[DOCUMENT PASSAGE]
——
I’m hopeful. The ways the world is changing are changing all of us, and ethnocentric arrogance is unsustainable in a globalized environment. I saw it yesterday in the young people at that religious ceremony, for many of whom self-regarding ideologies have just been hurtful. When traditional barriers break down, we’re all transformed. And yes I know, good things are also lost.

About Philip Weiss

Philip Weiss is Founder and Co-Editor of Mondoweiss.net.
Posted in Israel Lobby, US Policy in the Middle East, US Politics

{ 80 comments... read them below or add one }

  1. The statement by Petraeus was a watershed, although he has said it before. He is impervious to the Lobby, and all it needs is for his view to be accepted, magnified and disseminated by other military respresentatives and some of the braver journalists. (I’m thinking Seymour Hersh).

    The meme that Israel’s behaviour affects ‘Our Troops’, if it spreads, will do a great deal of good (however badly ‘Our Troops’ are actually treated in fact). Few Americans (especially the ‘patriots’) think of them as the mere cannon fodder they actually are.

    Some brave soul needs to be at the AIPAC bash to show that the Emperor has no clothes.

    • zamaaz says:

      ‘Zionism was born of anti-Semitism, it was the natural response to it, a way to get Jews out of an unsafe place. And of course Zionists cultivate the idea of persistent anti-Semitism to justify Israel’s militancy. ‘

      How many definitons are there for zionism? for ethnic preservation? for national survival? or to practice the writings of the Laws and teachings through the patriarchs? to marry people from other cultures is every one israeli’s decision…but as for a true Jew, an Israeli who lives by the tenets of Judaism (or a zionist at that) they must marry only ‘the people from their tribe’… that is one primary law for people of Israel since the days of Isaac…

  2. Mooser says:

    “Zionism was born of anti-Semitism, it was the natural response to it, a way to get Jews out of an unsafe place.”

    Really? Just musing, but if Jews were integrated into Europe the way they were in America, you think there would have been no Zionism? I really doubt it. In fact, the better the Jews are integrated, the better and more easily the demands for the “return of our homeland” can be made and facilitated. Tell me, after all, why Zionism’s greatest help comes from the US, the place where the Jews have the least need of it? (if in fact it could actually fulfill its promise of getting Jews our of danger, which of course, it doesn’t) Wasn’t Zionism the product of an era when by and large, the lot of the Jews in Europe was getting better, thus giving them the resources and influence to institute Zionism. ZIonism’s underpinnings were finished way before the Holacaust.
——
[SUPPLIED DATA]
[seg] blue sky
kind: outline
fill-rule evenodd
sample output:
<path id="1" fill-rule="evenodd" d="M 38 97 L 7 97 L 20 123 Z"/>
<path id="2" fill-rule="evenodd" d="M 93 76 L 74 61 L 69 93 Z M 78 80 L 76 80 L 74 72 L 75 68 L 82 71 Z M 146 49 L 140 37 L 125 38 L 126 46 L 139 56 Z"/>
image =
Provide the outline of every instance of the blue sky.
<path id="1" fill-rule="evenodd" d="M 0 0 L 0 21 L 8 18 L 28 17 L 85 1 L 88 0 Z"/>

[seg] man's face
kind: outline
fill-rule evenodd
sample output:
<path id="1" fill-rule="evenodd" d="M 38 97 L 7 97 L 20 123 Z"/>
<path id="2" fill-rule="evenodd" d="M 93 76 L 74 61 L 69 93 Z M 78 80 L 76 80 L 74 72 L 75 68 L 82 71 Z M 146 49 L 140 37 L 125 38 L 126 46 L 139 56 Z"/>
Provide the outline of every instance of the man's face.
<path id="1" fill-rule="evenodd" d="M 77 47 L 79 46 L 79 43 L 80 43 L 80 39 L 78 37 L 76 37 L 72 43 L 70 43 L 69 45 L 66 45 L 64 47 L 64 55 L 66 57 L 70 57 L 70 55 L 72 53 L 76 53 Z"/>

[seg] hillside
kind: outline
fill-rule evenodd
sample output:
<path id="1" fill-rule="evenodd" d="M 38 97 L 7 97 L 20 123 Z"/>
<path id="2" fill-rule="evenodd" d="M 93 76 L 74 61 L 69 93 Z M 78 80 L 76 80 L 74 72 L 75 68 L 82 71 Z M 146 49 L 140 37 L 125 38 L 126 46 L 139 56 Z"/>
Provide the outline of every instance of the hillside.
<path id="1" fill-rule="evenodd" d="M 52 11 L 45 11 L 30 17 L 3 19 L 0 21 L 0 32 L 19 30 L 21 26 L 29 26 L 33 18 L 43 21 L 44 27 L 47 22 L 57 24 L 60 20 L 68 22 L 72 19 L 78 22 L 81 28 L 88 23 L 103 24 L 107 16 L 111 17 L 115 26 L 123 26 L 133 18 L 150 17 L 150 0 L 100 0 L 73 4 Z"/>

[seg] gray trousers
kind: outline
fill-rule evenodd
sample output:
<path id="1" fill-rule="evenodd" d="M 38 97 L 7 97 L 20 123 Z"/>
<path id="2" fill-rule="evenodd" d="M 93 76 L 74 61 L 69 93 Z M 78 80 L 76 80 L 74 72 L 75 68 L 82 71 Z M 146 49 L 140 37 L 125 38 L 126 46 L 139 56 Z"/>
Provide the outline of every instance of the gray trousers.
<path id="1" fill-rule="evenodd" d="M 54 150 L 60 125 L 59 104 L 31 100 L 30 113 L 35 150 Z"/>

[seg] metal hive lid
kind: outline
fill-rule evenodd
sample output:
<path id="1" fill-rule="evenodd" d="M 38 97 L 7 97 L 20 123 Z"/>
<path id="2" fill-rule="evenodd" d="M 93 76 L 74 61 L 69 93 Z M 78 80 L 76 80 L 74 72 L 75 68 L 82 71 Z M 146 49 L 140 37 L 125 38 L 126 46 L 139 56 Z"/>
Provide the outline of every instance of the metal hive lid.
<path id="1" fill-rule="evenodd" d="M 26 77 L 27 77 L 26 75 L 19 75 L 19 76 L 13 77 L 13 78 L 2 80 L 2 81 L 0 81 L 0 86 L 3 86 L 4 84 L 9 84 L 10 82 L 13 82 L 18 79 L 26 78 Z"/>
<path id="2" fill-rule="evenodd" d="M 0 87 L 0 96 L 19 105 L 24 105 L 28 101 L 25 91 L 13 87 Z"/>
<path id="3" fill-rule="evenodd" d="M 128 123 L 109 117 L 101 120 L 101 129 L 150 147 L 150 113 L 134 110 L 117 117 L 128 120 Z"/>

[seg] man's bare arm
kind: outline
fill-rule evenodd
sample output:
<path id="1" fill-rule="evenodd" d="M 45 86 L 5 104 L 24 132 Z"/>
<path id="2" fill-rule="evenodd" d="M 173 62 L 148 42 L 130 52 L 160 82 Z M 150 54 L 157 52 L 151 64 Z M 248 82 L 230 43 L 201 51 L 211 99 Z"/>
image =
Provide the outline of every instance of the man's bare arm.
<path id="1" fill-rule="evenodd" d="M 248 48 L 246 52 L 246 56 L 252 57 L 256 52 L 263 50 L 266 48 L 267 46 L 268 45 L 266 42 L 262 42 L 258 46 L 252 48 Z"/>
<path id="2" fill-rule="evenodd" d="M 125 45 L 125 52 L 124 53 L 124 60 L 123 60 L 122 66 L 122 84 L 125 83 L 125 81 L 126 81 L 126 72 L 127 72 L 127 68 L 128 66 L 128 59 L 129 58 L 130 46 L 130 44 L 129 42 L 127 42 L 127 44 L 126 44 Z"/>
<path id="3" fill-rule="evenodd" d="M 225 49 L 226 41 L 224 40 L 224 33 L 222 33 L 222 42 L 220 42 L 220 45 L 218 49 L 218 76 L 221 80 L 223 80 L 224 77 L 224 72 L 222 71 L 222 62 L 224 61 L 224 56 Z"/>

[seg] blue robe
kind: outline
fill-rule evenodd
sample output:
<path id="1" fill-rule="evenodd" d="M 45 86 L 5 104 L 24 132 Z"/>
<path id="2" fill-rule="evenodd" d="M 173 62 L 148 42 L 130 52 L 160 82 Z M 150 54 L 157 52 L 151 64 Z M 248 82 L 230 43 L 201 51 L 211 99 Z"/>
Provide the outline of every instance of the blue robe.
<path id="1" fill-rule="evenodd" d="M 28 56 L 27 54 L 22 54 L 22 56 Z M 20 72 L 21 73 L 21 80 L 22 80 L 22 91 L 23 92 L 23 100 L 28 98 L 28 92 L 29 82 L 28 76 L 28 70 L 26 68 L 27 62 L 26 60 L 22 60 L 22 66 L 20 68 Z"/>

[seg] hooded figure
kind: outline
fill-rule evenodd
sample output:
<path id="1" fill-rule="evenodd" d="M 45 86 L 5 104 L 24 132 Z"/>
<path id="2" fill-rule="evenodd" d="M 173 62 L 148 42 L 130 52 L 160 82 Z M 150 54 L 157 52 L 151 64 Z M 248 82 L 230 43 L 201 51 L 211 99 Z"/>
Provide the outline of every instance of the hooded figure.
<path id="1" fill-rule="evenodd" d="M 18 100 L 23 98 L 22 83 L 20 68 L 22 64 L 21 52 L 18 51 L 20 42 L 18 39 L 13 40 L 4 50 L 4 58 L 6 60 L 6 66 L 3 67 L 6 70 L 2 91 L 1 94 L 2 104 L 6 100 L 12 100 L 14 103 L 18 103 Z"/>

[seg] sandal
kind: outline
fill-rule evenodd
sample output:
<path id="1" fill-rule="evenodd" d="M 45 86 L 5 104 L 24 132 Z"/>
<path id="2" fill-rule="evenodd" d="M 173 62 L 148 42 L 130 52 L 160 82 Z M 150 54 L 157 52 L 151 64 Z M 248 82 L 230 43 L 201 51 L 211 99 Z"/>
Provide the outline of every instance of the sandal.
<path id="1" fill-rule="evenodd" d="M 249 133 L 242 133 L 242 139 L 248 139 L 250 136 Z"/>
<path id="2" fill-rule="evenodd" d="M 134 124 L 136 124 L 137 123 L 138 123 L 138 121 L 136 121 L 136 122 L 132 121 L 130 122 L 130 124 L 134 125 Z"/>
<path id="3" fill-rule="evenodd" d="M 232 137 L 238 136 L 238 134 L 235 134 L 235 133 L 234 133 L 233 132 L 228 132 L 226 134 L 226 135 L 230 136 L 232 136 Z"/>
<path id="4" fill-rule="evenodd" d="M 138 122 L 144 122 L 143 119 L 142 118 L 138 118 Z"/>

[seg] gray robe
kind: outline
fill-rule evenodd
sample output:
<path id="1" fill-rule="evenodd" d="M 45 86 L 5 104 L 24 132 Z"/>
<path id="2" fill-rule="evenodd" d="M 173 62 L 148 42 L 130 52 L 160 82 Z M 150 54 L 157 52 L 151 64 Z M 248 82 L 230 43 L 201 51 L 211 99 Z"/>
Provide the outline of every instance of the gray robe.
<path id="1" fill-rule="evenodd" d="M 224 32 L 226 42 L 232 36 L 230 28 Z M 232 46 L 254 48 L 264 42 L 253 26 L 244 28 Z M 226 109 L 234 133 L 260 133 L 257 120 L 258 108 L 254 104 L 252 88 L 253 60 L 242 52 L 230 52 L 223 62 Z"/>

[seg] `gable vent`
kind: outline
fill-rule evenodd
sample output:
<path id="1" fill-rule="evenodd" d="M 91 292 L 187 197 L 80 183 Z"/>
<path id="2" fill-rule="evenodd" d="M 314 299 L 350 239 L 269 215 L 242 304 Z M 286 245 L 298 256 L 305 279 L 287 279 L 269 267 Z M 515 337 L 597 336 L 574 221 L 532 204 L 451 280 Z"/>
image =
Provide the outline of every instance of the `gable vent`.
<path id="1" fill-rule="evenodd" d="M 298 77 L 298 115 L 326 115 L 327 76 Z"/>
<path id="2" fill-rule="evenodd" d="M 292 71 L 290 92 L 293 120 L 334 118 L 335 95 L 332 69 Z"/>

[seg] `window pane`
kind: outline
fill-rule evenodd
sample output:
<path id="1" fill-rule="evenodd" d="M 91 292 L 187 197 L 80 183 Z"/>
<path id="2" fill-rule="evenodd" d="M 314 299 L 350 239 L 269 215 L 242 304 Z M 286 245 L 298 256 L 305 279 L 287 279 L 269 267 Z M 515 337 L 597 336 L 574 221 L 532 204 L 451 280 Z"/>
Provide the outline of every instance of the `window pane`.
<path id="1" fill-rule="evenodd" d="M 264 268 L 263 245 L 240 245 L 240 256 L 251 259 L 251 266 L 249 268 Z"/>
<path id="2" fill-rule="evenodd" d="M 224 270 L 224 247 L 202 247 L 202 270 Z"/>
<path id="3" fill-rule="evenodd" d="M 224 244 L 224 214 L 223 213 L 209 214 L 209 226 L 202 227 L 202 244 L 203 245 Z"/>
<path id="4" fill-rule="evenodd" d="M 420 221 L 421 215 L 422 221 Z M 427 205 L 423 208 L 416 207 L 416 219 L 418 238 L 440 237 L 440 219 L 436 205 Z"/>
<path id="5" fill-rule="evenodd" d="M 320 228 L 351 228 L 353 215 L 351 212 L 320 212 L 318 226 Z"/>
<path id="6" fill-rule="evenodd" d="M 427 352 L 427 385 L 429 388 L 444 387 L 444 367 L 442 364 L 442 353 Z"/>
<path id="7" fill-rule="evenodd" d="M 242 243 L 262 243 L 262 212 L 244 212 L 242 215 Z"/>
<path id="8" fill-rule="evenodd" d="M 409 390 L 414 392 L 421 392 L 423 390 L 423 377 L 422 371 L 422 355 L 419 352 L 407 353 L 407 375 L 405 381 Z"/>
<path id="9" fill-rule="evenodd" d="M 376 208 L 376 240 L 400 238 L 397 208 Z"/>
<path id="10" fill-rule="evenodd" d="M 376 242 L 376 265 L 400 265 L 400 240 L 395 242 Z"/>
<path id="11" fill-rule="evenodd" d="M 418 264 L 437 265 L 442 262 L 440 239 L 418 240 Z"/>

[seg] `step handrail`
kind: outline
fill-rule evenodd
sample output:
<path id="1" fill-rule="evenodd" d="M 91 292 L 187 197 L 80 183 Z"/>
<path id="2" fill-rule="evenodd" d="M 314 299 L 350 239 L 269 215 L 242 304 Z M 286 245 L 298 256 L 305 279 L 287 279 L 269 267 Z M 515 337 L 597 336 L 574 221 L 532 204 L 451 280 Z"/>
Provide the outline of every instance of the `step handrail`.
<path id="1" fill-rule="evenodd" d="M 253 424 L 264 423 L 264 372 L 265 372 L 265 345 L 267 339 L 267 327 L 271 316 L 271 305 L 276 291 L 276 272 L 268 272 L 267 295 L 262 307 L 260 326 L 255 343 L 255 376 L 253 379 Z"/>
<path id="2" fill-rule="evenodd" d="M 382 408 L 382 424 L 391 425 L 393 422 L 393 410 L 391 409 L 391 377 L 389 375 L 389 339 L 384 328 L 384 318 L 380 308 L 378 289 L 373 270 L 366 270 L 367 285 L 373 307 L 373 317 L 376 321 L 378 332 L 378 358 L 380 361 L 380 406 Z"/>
——
[PROBLEM REQUIREMENTS] Please continue the comment thread on Zionism from the point where it stops. The records are separate material, unrelated to the text.

[RESPONSE BELOW]
    Zionism is not the product of the Jews exclusion, it’s the product of the Jews admission to power, the product of say, Chiam Weitzman being able to contact and appeal to high British officials.
    And why is it you can’t grasp the concept that Zionism was instituted in spite of the Jews, not because of them?

    • MHughes976 says:

      Did Zionism have a strong constituency in Russia during the time of pogroms? And did things get worse when the Russian dispensation spread into partitioned Poland?
      - Whatever the answer to those questions, I’d think that there’s always an affinity between Zionism and anti-Semitism, both saying nonsensically that Jewish people are out of place, foreigners with no single loyalty, anywhere but in the lands to which Zionist aspire.

      • Zionism’s strongest constituency was indeed in Eastern Europe, Czarist Russia, the home of pogroms and official Jew hating. That is where Ben Gurion came from and Sharet, Eshkol, Golda Meir (before a sojourn in Milwaukee), Rabin’s parents, Dayan’s parents and Menachem Begin. Chaim Weizman might have achieved his breakthroughs for Zionism and the allies in Britain but he was born in Czarist Russia.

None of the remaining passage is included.